Informal Response 2
02/08/2021
Question 1: In the video, First steps in computer vision, Laurence Maroney introduces us to the Fashion MNIST data set and using it to train a neural network in order to teach a computer “how to see.” One of the first steps towards this goal is splitting the data into two groups, a set of training images and training labels and then also a set of test images and test labels. Why is this done? What is the purpose of splitting the data into a training set and a test set?
It is important to split the available data into training and testing data because testing on the same data that was used to train would not give an true representation of the actual accuracy of the model. This is because the model woud have already “seen” the data that it is being tested on during the training process. By setting some data aside, we are able to determine the “external validity” of the model, which is essenitally its accuracy when encountering new data that it has not been exposed to previously. This is important because in the future when a model is used in practice, it needs to be able to generalize to new data and it would be harmful if it were too overfitted to its training data.
Question 2: The fashion MNIST example has increased the number of layers in our neural network from 1 in the past example, now to 3. The last two are .Dense layers that have activation arguments using the relu and softmax functions. What is the purpose of each of these functions. Also, why are there 10 neurons in the third and last layer in the neural network.

__SHORT PROBLEM 1__
Could you reproduce the informal response beginning at the words "Informal Response 2" and stopping after "a test set?", switching "data set" to "dataset"?
The rows that follow are separate material with no connection to the informal response above.

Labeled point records
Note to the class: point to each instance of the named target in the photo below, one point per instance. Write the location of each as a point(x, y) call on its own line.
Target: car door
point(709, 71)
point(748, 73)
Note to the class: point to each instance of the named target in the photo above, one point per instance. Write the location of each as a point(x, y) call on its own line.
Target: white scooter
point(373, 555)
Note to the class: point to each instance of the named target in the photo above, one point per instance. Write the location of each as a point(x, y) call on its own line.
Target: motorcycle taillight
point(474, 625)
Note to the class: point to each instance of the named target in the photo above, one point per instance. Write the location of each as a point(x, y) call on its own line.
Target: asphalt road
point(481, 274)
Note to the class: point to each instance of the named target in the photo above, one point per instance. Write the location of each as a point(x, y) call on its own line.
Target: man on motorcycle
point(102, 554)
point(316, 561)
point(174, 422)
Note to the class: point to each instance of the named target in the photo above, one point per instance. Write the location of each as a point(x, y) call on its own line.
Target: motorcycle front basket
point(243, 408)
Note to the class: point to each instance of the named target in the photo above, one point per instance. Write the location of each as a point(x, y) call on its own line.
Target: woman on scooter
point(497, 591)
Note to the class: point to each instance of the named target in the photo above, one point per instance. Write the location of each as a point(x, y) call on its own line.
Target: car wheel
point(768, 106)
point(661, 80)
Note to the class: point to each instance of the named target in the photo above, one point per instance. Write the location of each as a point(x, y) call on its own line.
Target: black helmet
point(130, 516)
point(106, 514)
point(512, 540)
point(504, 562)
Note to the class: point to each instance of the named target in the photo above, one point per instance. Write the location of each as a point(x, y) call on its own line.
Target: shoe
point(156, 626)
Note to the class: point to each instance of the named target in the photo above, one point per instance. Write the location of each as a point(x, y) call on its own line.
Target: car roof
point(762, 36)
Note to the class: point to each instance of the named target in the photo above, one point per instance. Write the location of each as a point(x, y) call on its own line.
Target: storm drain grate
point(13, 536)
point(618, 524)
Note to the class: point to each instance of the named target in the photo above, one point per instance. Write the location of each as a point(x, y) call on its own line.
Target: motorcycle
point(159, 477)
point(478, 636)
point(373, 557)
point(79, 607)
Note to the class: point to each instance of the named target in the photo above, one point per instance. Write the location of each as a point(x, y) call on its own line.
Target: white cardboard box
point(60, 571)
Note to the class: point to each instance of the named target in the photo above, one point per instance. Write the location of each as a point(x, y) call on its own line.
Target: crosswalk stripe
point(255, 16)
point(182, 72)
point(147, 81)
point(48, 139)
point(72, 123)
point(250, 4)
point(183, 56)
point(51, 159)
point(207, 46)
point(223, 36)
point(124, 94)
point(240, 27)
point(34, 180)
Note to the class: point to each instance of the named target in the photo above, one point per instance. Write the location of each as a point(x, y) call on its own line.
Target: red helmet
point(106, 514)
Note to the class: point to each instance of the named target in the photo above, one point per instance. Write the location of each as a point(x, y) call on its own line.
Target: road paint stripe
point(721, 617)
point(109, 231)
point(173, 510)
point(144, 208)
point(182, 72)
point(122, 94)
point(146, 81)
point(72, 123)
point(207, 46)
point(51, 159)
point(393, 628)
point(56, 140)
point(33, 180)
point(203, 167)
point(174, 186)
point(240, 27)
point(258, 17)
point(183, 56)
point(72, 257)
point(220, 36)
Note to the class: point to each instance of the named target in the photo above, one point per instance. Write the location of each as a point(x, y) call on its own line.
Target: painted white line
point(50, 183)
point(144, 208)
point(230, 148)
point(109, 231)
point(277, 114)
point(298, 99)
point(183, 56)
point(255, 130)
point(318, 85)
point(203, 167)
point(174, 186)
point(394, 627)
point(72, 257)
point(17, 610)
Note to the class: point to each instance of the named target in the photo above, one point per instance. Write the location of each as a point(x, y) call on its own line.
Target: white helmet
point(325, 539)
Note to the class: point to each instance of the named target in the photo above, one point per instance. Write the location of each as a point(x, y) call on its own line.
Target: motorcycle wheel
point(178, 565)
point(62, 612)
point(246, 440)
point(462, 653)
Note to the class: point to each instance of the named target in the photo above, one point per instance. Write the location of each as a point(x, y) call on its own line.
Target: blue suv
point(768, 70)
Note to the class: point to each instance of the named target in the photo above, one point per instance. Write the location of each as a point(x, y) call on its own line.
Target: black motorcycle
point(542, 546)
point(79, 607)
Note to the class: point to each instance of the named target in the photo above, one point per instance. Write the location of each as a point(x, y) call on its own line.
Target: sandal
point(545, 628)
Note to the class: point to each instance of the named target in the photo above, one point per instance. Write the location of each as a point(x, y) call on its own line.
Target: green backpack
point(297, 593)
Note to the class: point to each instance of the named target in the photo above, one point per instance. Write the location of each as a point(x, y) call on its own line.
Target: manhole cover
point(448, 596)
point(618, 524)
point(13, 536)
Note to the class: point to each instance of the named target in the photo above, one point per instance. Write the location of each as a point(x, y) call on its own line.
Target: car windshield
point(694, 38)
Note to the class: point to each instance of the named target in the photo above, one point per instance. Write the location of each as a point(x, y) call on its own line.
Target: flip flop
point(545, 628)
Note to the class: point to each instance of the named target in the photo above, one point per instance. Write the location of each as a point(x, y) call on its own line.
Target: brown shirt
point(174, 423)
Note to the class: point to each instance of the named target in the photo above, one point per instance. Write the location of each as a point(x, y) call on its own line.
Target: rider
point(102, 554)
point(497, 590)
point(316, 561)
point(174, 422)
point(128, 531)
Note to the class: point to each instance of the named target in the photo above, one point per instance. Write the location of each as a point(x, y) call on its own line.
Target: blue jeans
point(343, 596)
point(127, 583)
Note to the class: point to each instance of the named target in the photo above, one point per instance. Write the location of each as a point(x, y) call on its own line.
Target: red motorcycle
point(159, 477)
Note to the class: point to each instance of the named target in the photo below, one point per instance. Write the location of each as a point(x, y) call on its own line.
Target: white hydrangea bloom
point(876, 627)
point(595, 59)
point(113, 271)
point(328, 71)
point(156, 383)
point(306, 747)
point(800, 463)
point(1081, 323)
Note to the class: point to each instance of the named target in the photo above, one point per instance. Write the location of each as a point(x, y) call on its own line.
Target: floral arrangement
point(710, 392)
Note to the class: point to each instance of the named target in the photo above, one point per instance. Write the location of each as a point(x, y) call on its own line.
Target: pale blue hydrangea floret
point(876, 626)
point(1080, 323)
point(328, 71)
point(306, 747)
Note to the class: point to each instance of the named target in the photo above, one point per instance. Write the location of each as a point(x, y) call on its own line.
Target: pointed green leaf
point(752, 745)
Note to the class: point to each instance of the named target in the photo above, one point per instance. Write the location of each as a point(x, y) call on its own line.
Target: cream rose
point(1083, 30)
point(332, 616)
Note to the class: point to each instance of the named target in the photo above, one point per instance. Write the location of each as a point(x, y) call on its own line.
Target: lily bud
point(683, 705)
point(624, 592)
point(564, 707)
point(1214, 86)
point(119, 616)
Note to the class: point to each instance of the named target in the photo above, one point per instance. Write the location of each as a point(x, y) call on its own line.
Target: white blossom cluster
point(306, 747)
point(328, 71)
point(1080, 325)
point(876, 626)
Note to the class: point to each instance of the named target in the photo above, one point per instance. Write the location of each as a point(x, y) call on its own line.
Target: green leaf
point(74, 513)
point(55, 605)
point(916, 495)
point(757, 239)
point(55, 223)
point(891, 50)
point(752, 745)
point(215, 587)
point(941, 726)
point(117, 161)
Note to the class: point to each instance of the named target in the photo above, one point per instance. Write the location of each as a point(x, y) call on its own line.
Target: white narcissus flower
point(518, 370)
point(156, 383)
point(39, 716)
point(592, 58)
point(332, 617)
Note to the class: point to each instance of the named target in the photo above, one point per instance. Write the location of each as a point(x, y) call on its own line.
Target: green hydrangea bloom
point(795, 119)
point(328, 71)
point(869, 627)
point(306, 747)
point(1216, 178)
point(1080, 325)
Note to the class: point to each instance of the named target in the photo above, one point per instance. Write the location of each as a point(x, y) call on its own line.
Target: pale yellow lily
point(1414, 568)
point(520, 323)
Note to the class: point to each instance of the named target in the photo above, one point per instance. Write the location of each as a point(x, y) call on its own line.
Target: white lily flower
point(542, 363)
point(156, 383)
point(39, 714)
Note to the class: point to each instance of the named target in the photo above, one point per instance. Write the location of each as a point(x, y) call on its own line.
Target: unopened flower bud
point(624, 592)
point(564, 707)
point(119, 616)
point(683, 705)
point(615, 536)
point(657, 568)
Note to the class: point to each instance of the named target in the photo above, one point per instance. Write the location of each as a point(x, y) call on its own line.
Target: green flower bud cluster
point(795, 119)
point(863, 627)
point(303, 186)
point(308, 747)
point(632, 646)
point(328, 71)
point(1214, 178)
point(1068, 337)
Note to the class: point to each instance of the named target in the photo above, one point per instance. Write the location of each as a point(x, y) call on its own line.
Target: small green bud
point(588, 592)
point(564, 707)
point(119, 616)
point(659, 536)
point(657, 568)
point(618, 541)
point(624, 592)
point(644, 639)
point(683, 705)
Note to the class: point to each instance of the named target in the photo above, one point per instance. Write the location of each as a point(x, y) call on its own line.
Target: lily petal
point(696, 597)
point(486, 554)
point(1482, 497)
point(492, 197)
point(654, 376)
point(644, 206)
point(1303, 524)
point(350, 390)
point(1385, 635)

__SHORT PROBLEM 2__
Would you transcribe the rows of labeled points word for word, beginning at the first row and stopping after the line that contains "point(474, 625)"?

__WORKED ANSWER 1__
Informal Response 2
02/08/2021
Question 1: In the video, First steps in computer vision, Laurence Maroney introduces us to the Fashion MNIST dataset and using it to train a neural network in order to teach a computer “how to see.” One of the first steps towards this goal is splitting the data into two groups, a set of training images and training labels and then also a set of test images and test labels. Why is this done? What is the purpose of splitting the data into a training set and a test set?

__WORKED ANSWER 2__
Note to the class: point to each instance of the named target in the photo below, one point per instance. Write the location of each as a point(x, y) call on its own line.
Target: car door
point(709, 71)
point(748, 73)
Note to the class: point to each instance of the named target in the photo above, one point per instance. Write the location of each as a point(x, y) call on its own line.
Target: white scooter
point(373, 555)
Note to the class: point to each instance of the named target in the photo above, one point per instance. Write the location of each as a point(x, y) call on its own line.
Target: motorcycle taillight
point(474, 625)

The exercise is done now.